■ **EXTRACTED TEXT**
((
25 December 2005

Midnight Mass - OM


December 24 Christmas Eve flows warmly into December 25 Christmas Day, 2005 at Stanford Memorial Church. Midnight Mass is cool and the night is balmy. Incense brings it all back for me. Hard to explain but I spent many hours in church at St. Bonaventure in Allegany NY. Serene quiet hours in my best dresses and shiny shoes, performing ritual motions and emotions automatically, while my mind spun off elsewhere. Eventually, I followed it.

Party at my house Friday night December 23, 2005, so I get to sleep in. Saturday night we go to church to sing and pray and listen to a choir and tenor soloist with harpist accompanying. The church is lovely and crowded. My mom does not know why I am there, but mostly it is about her. My mom, my dad, and my aunty. I do what the rest of my family do; I pray, for what it is worth. I told C that we were banking some important religious parenting points that I rarely bring to the table.

The priest said we would feel better about ourselves by the time we left the service. He was right. But maybe not in exactly the way he anticipated. How could he have known what breaking out the special, classic incense would do for me. That was a rare rush. Worth doing it again next year but I would like to arrive earlier, to have more quiet time for meditation. That place inspires deep thoughts. Or is it the soft clink clinking sound of the incense burner chiming against its long chain. OM (AM/PM/OM)
))
Saved entries:
((
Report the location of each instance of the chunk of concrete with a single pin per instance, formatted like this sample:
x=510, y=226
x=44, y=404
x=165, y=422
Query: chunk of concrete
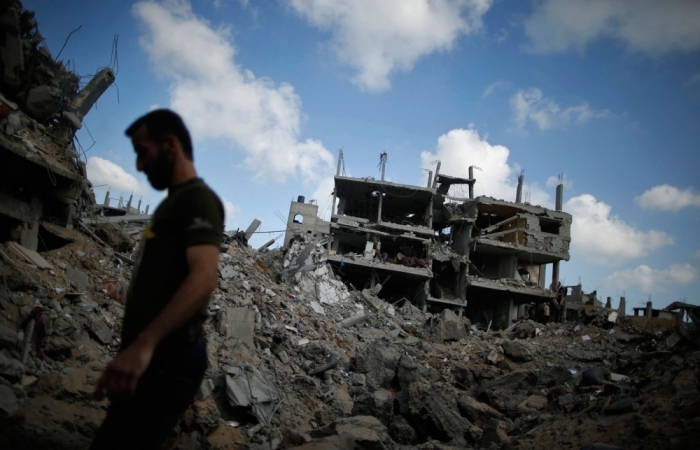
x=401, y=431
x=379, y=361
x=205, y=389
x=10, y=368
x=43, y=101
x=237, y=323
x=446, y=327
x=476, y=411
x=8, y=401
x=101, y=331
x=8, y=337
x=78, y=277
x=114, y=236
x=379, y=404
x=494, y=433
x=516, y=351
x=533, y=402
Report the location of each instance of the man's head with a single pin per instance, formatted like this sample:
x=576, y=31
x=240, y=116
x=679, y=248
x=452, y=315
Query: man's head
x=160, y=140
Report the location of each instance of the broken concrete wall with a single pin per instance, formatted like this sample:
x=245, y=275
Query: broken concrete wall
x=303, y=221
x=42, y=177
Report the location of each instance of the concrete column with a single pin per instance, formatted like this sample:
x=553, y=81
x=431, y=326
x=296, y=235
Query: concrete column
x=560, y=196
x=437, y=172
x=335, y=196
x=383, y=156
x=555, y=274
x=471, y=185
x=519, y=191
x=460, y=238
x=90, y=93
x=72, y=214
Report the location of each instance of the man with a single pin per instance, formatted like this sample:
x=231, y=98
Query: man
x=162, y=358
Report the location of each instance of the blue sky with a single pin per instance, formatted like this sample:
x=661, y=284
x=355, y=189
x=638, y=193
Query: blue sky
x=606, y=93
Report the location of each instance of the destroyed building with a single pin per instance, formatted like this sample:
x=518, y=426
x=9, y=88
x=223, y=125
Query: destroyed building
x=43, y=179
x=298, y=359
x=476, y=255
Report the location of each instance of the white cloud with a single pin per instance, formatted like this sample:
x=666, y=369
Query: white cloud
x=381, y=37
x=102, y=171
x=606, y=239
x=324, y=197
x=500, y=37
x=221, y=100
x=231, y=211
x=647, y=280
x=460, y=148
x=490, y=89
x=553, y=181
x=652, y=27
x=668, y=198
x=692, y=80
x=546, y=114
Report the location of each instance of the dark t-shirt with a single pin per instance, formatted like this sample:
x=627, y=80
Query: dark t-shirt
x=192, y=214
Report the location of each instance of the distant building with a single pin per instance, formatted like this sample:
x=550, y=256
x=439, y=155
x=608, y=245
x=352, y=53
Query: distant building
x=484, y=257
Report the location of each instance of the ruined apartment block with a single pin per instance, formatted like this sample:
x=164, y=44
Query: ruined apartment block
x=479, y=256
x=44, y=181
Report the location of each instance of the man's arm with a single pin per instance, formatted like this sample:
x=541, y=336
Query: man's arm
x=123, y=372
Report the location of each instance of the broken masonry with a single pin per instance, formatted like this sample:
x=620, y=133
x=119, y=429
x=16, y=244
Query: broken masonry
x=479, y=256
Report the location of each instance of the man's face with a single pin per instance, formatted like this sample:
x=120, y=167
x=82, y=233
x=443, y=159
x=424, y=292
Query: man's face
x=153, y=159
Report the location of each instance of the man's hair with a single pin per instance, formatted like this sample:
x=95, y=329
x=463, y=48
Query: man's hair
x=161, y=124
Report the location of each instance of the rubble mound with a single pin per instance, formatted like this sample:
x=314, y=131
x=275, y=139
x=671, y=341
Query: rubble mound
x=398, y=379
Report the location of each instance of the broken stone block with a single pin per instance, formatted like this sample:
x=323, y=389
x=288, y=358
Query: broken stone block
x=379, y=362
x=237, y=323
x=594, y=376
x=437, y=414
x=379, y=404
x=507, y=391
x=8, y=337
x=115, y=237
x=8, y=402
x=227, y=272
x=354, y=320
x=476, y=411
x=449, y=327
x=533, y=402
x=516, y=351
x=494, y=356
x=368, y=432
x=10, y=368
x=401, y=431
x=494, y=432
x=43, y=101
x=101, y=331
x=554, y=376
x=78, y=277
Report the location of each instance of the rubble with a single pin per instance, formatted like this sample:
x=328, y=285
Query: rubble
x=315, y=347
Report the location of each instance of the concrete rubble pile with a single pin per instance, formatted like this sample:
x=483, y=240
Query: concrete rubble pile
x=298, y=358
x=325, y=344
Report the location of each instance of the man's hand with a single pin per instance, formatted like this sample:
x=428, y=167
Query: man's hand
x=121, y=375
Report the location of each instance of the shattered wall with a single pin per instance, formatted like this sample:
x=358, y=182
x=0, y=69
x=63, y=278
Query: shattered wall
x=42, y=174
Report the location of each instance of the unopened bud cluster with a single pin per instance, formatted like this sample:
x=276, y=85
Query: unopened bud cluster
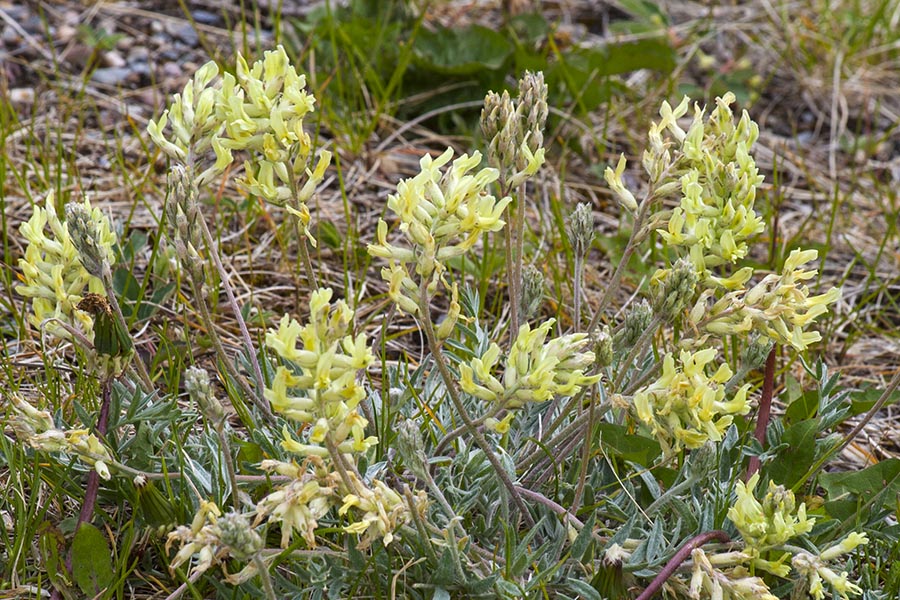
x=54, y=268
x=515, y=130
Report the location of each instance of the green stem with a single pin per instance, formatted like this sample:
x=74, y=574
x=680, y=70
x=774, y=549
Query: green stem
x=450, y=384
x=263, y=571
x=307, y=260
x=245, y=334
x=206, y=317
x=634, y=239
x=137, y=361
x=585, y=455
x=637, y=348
))
■ **REQUIRED ACTIONS**
1. Answer these questions from the Midnight Mass post, each on its own line.
(a) At what church was Midnight Mass held?
(b) On what night was the party at the writer's house?
(c) What did the priest say would happen by the time people left the service?
2. Translate this sentence from the Midnight Mass post into Spanish: "The priest said we would feel better about ourselves by the time we left the service."
3. Quote everything in the Midnight Mass post from "December 24 Christmas" down to "I followed it.".

■ **RESULTS OF THE TASKS**
1.
(a) Stanford Memorial Church
(b) Friday night, December 23, 2005
(c) They would feel better about themselves.

2. El sacerdote dijo que nos sentiríamos mejor con nosotros mismos para cuando saliéramos de la misa.

3.
December 24 Christmas Eve flows warmly into December 25 Christmas Day, 2005 at Stanford Memorial Church. Midnight Mass is cool and the night is balmy. Incense brings it all back for me. Hard to explain but I spent many hours in church at St. Bonaventure in Allegany NY. Serene quiet hours in my best dresses and shiny shoes, performing ritual motions and emotions automatically, while my mind spun off elsewhere. Eventually, I followed it.